* Exercise goal:
Copy out the records below with every "ring rule" swapped for "fill rule" and nothing else altered. Leave the pictures out.

* Raw data:
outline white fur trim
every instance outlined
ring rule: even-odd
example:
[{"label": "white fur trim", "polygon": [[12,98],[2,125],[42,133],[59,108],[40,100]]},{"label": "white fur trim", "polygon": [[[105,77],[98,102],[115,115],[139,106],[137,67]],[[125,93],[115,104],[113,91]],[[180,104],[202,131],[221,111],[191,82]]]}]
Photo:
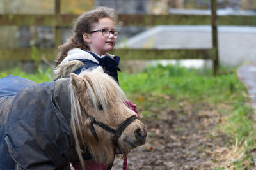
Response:
[{"label": "white fur trim", "polygon": [[92,56],[90,53],[82,50],[80,48],[76,48],[69,50],[68,52],[68,55],[64,59],[60,64],[76,59],[90,60],[99,64],[99,62],[96,60],[96,59],[94,58],[94,57]]}]

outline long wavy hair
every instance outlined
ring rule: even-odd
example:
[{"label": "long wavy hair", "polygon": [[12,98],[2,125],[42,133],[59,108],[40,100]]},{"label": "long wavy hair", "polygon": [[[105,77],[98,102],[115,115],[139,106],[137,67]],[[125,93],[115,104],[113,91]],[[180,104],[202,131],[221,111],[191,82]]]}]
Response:
[{"label": "long wavy hair", "polygon": [[92,25],[100,19],[108,18],[113,20],[115,25],[122,25],[118,23],[118,16],[116,11],[107,7],[98,7],[93,10],[84,12],[77,17],[72,29],[72,36],[67,42],[58,47],[57,57],[55,60],[56,67],[67,57],[69,50],[79,48],[90,50],[87,43],[84,41],[83,35],[92,31]]}]

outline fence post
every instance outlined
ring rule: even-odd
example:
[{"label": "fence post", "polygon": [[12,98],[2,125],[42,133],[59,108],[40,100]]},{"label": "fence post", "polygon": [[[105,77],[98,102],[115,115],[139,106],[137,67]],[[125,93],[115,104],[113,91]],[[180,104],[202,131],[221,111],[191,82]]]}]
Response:
[{"label": "fence post", "polygon": [[216,76],[218,74],[219,69],[219,52],[218,46],[218,29],[216,25],[217,19],[217,2],[216,0],[211,0],[211,26],[212,26],[212,48],[215,50],[215,54],[213,59],[213,74]]},{"label": "fence post", "polygon": [[[56,18],[59,19],[60,16],[60,1],[55,0],[54,14]],[[55,47],[57,48],[61,43],[61,35],[60,26],[55,26]]]}]

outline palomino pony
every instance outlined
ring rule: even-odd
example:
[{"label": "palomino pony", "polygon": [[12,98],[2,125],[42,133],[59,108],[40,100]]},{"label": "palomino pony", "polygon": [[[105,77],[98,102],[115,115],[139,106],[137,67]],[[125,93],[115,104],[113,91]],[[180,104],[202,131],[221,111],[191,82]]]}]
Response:
[{"label": "palomino pony", "polygon": [[42,84],[0,79],[0,169],[69,169],[88,152],[111,165],[117,148],[125,155],[147,136],[125,99],[99,69]]}]

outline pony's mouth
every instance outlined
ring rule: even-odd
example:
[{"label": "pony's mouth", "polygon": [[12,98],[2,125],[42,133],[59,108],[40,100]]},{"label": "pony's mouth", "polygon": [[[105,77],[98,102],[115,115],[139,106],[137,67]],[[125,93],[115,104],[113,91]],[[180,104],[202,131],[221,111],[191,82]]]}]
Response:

* Result of the exercise:
outline white fur trim
every instance outlined
fill rule: even-odd
example:
[{"label": "white fur trim", "polygon": [[12,98],[2,125],[42,133],[59,108],[40,100]]},{"label": "white fur trim", "polygon": [[[105,77],[98,102],[115,115],[139,106],[137,67]],[[125,93],[115,104],[113,91]],[[180,104],[202,131],[221,111],[191,82]]]}]
Photo:
Response:
[{"label": "white fur trim", "polygon": [[92,56],[90,53],[82,50],[80,48],[76,48],[69,50],[68,52],[68,55],[64,59],[60,64],[76,59],[90,60],[99,64],[99,62],[96,60],[96,59],[94,58],[94,57]]}]

outline long wavy hair
every instance outlined
fill rule: even-odd
example:
[{"label": "long wavy hair", "polygon": [[12,98],[2,125],[42,133],[59,108],[40,100]]},{"label": "long wavy hair", "polygon": [[[105,77],[98,102],[115,115],[139,106],[137,67]],[[125,93],[115,104],[113,91]],[[180,104],[202,131],[221,111],[191,82]]]}]
Response:
[{"label": "long wavy hair", "polygon": [[92,25],[100,19],[108,18],[113,20],[115,25],[122,25],[118,23],[118,16],[116,11],[107,7],[98,7],[93,10],[84,12],[77,17],[72,29],[72,36],[67,42],[58,47],[57,57],[55,60],[56,67],[67,57],[69,50],[79,48],[90,50],[87,43],[84,41],[83,35],[92,31]]}]

outline fence post
every instance outlined
fill rule: even-odd
example:
[{"label": "fence post", "polygon": [[12,98],[2,125],[42,133],[59,108],[40,100]]},{"label": "fence post", "polygon": [[[105,77],[98,102],[115,115],[139,106],[137,67]],[[125,93],[115,104],[113,91]],[[180,104],[202,131],[221,111],[191,82]]]}]
Response:
[{"label": "fence post", "polygon": [[216,76],[218,74],[219,69],[219,52],[218,46],[218,29],[216,25],[217,19],[217,2],[216,0],[211,0],[211,26],[212,26],[212,48],[215,50],[215,54],[213,59],[213,74]]},{"label": "fence post", "polygon": [[[56,18],[59,19],[60,16],[60,1],[55,0],[54,14]],[[55,47],[57,48],[61,43],[61,35],[60,26],[55,26]]]}]

outline palomino pony
every instance outlined
fill rule: even-odd
example:
[{"label": "palomino pony", "polygon": [[12,98],[2,125],[42,133],[59,108],[40,100]]},{"label": "palomino pony", "polygon": [[[105,77],[98,102],[115,115],[139,106],[137,67]],[[125,93],[115,104],[113,91]],[[180,104],[202,131],[221,111],[191,82]]]}]
Response:
[{"label": "palomino pony", "polygon": [[42,84],[0,79],[0,169],[69,169],[88,152],[111,165],[117,148],[125,155],[147,136],[125,99],[99,69]]}]

outline pony's mouth
every instance outlined
fill rule: even-odd
example:
[{"label": "pony's mouth", "polygon": [[12,98],[2,125],[42,133],[59,108],[40,100]]},{"label": "pony's mouth", "polygon": [[[105,77],[98,102],[115,115],[139,106],[137,67]],[[125,93],[115,104],[113,91]],[[180,104],[202,131],[221,111],[191,82]]]}]
Response:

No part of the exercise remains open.